→ **Material provided**:
○ ○ ○ ○

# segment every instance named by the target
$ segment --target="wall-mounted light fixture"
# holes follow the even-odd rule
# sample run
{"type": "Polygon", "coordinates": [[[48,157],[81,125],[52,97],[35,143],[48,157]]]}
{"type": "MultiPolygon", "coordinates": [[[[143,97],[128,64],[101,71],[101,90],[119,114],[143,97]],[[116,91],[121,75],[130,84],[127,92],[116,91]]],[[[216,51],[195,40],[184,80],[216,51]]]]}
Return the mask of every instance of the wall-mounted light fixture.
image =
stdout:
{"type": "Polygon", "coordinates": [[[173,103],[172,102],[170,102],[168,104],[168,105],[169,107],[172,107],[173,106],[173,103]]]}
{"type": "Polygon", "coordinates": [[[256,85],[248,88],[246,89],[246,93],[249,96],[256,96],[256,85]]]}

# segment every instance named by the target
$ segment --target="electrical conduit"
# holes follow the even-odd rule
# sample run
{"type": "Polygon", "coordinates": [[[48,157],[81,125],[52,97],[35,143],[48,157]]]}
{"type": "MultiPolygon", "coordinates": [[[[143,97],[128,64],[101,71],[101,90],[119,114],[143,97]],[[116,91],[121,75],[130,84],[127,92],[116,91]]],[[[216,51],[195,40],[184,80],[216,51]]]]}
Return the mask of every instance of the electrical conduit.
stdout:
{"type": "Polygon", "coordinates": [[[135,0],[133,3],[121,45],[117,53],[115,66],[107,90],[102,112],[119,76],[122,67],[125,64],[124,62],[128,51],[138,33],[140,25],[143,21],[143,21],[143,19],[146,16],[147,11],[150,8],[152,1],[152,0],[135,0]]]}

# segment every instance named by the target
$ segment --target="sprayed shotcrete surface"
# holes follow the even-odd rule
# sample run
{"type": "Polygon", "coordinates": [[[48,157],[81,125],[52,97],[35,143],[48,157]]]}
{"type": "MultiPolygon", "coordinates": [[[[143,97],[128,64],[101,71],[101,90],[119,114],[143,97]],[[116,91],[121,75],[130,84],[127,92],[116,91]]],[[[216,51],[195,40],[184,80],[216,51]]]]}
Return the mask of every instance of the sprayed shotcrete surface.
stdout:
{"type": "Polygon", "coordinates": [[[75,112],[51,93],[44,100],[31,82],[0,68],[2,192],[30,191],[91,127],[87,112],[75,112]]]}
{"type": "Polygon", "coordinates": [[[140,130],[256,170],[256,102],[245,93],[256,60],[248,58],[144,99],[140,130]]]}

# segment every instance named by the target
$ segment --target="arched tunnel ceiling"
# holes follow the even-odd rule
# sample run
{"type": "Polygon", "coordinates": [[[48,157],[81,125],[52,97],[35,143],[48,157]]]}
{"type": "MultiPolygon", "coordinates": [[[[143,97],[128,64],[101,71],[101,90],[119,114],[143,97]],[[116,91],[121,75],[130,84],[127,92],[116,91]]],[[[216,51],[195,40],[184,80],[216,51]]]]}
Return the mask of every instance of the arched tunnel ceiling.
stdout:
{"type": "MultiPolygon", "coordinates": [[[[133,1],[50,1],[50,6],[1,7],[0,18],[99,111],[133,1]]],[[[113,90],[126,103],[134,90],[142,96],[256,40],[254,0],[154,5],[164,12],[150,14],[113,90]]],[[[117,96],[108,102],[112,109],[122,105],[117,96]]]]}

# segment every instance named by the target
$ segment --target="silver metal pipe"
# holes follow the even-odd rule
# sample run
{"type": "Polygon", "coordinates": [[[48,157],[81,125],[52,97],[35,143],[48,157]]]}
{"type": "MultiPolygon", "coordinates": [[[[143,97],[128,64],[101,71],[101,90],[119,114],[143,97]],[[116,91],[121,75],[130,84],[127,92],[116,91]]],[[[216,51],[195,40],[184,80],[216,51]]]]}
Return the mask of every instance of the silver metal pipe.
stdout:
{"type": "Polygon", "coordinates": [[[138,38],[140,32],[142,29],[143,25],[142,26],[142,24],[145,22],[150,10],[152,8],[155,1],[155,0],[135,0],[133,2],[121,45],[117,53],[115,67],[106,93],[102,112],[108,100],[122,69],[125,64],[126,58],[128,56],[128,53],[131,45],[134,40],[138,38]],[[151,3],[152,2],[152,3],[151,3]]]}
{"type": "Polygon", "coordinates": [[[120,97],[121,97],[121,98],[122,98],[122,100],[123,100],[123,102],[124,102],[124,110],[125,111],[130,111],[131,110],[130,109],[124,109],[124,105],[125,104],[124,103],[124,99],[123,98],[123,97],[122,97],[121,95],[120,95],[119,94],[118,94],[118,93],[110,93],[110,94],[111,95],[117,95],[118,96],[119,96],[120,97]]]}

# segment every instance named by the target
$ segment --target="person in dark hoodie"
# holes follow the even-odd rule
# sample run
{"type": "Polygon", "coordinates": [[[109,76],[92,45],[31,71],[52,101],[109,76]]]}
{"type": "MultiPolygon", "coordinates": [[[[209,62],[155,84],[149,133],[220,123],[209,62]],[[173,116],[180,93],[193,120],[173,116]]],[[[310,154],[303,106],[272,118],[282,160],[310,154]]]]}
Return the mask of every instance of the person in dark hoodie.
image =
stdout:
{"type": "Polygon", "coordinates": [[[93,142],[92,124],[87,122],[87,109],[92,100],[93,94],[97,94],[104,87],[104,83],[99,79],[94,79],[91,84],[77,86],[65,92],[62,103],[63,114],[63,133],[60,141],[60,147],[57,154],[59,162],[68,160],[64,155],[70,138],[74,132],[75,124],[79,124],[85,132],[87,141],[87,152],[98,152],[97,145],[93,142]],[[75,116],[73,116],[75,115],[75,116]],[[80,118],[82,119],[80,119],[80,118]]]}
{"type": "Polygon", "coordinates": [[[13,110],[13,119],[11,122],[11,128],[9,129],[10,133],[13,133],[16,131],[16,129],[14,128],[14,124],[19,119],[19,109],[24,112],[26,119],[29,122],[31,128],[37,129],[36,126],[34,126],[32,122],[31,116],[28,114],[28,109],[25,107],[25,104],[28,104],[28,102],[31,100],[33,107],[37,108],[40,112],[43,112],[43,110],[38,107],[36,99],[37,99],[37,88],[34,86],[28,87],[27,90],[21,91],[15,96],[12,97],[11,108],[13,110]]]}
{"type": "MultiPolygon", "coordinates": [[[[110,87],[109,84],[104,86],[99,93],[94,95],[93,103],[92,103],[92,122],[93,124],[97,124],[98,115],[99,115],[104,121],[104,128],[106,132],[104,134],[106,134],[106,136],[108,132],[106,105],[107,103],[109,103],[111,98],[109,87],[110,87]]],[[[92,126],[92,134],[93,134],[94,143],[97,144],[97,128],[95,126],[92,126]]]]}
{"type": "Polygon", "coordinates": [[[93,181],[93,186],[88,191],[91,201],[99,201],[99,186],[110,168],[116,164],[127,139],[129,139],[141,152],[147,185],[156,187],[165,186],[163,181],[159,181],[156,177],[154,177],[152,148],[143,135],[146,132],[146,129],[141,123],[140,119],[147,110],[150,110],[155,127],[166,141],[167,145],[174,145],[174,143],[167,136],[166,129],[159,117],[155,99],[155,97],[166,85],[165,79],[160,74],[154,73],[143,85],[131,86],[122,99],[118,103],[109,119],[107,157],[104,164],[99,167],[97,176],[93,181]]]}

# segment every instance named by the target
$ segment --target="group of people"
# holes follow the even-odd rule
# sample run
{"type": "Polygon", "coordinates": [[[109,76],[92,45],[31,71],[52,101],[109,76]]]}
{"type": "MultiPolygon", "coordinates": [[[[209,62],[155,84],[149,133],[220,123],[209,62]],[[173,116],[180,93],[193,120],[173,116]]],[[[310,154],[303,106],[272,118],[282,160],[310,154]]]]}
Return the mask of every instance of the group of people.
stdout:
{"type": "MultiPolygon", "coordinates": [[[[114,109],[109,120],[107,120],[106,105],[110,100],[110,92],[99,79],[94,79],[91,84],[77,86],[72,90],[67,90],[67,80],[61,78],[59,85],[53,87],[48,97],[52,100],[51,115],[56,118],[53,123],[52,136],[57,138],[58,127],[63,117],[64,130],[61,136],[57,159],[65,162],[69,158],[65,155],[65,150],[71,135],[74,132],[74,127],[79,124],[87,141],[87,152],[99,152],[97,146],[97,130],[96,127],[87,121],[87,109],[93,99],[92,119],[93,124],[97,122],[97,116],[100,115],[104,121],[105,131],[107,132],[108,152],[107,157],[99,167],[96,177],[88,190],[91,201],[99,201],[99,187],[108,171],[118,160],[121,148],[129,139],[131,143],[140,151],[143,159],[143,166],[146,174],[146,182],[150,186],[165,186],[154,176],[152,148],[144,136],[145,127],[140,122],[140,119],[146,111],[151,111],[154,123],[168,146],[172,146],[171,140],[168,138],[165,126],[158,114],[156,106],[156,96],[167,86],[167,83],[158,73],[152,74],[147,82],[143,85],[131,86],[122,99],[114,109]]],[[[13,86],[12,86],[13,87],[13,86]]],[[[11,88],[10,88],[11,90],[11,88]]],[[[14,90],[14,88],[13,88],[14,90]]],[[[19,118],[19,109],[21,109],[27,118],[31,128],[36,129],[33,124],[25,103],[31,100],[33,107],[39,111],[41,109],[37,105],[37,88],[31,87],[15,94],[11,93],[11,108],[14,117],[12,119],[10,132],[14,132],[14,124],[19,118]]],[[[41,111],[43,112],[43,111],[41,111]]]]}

○ ○ ○ ○

→ **What you should do**:
State how many lines of the records above contain the string "shotcrete". Give only the number.

→ **Answer**:
2